WORK TO COMPLETE: Could you copy out all of the material below, word for word, with nothing changed?

═══ GIVEN DATA ═══

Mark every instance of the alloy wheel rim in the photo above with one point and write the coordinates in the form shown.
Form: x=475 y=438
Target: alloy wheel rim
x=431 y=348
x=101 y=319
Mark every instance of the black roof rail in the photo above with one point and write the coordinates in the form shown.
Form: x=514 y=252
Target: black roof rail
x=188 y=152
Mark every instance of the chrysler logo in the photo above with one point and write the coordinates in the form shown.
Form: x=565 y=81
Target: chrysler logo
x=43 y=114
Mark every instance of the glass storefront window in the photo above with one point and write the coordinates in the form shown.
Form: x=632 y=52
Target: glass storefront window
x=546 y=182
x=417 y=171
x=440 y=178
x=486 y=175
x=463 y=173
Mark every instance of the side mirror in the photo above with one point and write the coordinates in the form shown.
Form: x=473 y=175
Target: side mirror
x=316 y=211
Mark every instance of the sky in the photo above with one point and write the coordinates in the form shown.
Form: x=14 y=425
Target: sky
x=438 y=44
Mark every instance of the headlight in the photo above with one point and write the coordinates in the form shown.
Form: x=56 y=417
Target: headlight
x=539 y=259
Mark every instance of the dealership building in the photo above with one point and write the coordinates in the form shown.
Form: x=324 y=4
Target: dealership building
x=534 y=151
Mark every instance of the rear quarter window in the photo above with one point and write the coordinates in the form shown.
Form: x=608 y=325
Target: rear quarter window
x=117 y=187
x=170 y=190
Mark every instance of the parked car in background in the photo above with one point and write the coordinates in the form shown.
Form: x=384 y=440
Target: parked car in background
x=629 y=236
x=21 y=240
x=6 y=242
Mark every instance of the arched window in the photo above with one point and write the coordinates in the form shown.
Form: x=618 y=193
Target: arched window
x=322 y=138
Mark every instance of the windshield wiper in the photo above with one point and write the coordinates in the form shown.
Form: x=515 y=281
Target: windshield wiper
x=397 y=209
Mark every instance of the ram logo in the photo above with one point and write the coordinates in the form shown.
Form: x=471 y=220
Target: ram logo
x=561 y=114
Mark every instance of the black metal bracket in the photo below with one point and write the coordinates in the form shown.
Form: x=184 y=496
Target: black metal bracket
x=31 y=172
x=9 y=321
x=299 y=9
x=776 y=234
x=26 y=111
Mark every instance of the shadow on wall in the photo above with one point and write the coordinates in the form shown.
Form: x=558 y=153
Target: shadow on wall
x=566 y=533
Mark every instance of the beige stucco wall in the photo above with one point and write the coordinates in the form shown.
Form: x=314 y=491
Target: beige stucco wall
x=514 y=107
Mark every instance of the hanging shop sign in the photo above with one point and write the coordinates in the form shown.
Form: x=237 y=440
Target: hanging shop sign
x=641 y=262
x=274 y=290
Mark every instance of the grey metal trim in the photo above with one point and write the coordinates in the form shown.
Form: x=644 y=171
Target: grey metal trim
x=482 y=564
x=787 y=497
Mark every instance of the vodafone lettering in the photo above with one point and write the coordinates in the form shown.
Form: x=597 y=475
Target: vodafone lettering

═══

REPLY TO THE EXERCISE:
Mark every instance of the alloy wheel rim in the photo above with one point and write the coordinates in the form shown.
Form: x=475 y=438
Target: alloy wheel rim
x=431 y=348
x=101 y=319
Mark every instance of the black roof rail in the photo above with one point and write the coordinates in the form shown.
Form: x=514 y=252
Target: black roof rail
x=188 y=152
Mark every instance of the chrysler logo in the photo above with one point and write the coordinates in the form shown.
Form: x=565 y=81
Target: chrysler logo
x=43 y=114
Mark every instance of the glass storefront window in the photo above with one point and write the coordinates in the form shown.
Form: x=632 y=52
Target: glass storefront window
x=546 y=182
x=417 y=171
x=440 y=178
x=486 y=175
x=463 y=173
Mark every instance of the side mirror in the photo above with one point and write the coordinates in the form shown.
Form: x=473 y=175
Target: side mirror
x=316 y=211
Mark every instance of the sky in the photo above with one point and write the coordinates in the form shown.
Form: x=14 y=425
Target: sky
x=438 y=44
Mark every instance of the headlight in the photo above with one point and write the coordinates in the form shown.
Form: x=56 y=417
Target: headlight
x=539 y=259
Mark every instance of the dealership building in the photo above with one point and write the coordinates in the form shown.
Form: x=324 y=4
Target: dealership building
x=534 y=151
Mark every instance of the rear quarter window in the photo above with one point and write the coordinates in the form shown.
Form: x=608 y=325
Target: rear quarter window
x=117 y=187
x=170 y=190
Mark every instance of the parked car in background in the photo above with one point and write the coordinates in the form shown.
Form: x=384 y=440
Target: parked car in background
x=629 y=236
x=21 y=240
x=6 y=242
Mark every instance of the arched window in the photo above with one point and write the coordinates in the form shown.
Form: x=618 y=193
Target: arched window
x=322 y=138
Mark every instance of the windshield wiper in the photo above with one point and write the coordinates in the form shown.
Form: x=515 y=281
Target: windshield wiper
x=397 y=209
Mark every instance of the ram logo in the photo above with one point and write the coordinates in the form shown.
Form: x=471 y=220
Target: ram logo
x=561 y=114
Mark every instance of the black metal bracket in the photo below with one point and write the coordinates in the form shown.
Form: x=184 y=496
Target: black metal bracket
x=31 y=172
x=9 y=321
x=299 y=9
x=776 y=234
x=26 y=111
Mark every instance of the shadow on wall in the photo above with one point and write the coordinates in the form shown.
Form: x=558 y=153
Target: shadow on wall
x=566 y=533
Mark every instance of the beige stucco wall in the photo above with one point and write the coordinates in the form shown.
Form: x=314 y=491
Target: beige stucco wall
x=514 y=107
Mark every instance of the hanging shop sign in the photo above with one point and write the coordinates in the form shown.
Form: x=237 y=440
Target: hanging shop sign
x=641 y=262
x=274 y=290
Mark every instance of the grey metal trim in the photo above with one point and write the coordinates in the form shown.
Form: x=644 y=171
Target: grey metal trim
x=482 y=564
x=787 y=497
Mark every instance of the vodafone lettering in the photo above with one point and write the coordinates in the form shown.
Form: x=597 y=475
Target: vodafone lettering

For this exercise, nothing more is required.